• Entries taken from a collection:
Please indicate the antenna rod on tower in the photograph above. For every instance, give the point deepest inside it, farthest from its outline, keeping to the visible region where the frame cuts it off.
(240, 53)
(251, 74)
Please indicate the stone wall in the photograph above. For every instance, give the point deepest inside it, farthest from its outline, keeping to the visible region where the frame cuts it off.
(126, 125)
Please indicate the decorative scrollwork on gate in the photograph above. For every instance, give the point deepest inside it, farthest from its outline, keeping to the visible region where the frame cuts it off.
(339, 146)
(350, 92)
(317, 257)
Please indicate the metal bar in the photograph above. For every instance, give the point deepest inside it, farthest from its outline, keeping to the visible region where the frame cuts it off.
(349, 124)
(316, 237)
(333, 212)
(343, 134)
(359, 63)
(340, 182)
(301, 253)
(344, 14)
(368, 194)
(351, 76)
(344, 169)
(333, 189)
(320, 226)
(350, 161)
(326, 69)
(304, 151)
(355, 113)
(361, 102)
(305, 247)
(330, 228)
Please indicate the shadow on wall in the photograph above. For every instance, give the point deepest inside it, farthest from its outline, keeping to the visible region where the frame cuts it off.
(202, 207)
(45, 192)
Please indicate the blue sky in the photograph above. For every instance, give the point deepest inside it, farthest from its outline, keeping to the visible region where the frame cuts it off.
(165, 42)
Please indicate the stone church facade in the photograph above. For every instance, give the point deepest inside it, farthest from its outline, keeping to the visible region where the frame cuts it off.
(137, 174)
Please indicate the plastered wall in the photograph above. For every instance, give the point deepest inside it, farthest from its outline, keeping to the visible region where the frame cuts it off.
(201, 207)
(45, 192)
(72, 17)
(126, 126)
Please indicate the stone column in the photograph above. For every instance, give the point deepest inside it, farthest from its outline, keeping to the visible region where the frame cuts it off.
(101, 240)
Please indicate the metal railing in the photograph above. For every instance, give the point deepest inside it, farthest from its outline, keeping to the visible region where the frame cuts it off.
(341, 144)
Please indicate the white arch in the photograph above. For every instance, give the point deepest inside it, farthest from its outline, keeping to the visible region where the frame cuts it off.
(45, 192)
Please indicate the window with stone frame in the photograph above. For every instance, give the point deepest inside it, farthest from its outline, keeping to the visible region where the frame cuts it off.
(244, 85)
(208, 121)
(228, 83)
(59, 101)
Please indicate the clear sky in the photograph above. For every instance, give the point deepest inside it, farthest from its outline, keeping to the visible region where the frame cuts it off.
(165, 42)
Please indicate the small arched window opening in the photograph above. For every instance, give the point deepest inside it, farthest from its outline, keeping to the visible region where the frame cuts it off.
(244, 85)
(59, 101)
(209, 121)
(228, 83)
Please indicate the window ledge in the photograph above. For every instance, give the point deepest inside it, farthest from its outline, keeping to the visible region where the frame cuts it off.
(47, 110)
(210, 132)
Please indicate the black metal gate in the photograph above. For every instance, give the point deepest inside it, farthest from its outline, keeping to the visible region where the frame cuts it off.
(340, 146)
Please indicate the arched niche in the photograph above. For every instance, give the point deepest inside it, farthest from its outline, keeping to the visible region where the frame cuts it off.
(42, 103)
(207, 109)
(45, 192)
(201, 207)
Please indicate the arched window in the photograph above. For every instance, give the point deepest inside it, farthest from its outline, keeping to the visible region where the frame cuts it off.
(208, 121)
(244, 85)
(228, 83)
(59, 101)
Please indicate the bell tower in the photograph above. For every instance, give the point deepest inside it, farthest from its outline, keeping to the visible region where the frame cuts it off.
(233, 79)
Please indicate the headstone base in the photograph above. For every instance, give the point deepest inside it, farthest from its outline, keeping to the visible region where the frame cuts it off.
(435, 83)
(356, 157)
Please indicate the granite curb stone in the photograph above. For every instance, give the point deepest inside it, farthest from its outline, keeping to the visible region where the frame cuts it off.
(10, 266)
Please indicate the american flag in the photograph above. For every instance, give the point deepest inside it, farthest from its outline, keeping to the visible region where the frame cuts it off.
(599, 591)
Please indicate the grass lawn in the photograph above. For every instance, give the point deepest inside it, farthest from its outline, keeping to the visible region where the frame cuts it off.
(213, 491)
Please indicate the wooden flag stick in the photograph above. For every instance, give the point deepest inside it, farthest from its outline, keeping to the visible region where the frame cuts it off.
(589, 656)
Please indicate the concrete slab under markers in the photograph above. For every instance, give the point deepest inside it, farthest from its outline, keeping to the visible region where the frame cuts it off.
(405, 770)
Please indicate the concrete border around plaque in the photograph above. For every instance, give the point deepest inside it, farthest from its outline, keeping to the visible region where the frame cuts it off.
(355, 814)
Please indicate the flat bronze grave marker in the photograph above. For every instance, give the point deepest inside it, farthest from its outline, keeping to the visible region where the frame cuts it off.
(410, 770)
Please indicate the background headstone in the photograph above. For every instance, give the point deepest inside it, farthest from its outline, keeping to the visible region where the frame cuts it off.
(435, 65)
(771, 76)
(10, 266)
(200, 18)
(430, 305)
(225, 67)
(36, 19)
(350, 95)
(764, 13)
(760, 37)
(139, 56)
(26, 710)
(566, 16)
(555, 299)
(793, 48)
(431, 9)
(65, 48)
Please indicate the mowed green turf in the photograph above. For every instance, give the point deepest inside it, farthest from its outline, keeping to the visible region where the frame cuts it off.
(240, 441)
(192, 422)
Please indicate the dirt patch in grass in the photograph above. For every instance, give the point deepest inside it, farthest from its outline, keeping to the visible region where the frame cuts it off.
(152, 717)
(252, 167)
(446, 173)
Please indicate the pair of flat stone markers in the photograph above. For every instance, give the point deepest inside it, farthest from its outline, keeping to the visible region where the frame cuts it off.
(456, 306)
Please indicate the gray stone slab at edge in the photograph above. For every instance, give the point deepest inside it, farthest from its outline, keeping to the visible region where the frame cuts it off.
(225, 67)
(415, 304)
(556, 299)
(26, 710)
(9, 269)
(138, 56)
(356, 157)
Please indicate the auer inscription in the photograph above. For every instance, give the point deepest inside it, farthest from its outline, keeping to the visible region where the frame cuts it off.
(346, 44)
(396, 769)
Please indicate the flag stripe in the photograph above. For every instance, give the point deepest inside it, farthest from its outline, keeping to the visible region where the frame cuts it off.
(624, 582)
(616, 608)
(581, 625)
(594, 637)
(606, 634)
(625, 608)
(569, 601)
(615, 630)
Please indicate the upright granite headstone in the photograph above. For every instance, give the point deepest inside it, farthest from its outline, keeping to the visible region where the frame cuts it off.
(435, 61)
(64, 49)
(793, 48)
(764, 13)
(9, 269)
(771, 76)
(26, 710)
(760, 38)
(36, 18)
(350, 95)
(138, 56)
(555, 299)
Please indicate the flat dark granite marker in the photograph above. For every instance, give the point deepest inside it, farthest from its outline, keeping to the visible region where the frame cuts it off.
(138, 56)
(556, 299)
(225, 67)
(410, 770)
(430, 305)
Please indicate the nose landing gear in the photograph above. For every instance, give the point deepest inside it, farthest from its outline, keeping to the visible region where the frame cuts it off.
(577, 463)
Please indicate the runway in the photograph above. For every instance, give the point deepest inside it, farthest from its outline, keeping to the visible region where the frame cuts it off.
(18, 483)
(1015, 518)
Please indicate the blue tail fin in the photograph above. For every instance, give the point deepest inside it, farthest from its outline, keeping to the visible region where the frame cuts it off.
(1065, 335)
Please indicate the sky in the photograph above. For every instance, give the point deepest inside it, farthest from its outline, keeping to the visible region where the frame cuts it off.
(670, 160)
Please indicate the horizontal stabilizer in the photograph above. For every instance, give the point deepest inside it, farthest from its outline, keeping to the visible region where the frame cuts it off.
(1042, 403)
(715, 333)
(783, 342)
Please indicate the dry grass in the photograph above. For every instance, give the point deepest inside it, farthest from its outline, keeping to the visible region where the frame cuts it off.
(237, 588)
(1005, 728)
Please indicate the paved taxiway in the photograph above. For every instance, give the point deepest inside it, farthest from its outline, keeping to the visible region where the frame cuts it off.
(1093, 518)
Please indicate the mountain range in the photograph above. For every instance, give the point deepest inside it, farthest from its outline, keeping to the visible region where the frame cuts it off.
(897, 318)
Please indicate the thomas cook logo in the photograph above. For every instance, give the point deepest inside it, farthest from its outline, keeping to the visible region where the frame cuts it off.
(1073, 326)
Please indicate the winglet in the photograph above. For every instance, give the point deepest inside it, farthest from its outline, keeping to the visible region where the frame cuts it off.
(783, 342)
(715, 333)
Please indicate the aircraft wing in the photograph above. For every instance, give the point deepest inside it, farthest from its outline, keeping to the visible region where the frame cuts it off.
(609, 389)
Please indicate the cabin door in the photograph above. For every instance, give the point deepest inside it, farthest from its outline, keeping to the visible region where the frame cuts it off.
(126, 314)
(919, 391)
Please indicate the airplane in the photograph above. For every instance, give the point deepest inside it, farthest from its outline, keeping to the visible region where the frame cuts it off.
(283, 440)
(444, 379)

• TO BE DONE: Rewrite the entries from the line containing "Please indicate the nose" through the line containing "(1065, 335)", offsetting each answer coordinate by adding 138 to it. Reproduce every other line in that span unchanged.

• CORRECT RESPONSE:
Please indicate the nose landing gear in the photograph above. For every instance, give the point deepest inside it, farthest from its outline, keeping to the visible region where the frame cuts it off.
(715, 601)
Please indicate the runway in the photograph above. For every instance, give the point deepest inside it, farthest from its outline, keeping to the visible region where the frame cuts it off.
(156, 621)
(1153, 656)
Please indicate the blue tail fin in the photograph above. For every instance, give the point deepest inside it, farthest from its outline, keeping to the visible region where the frame cuts it off.
(1203, 473)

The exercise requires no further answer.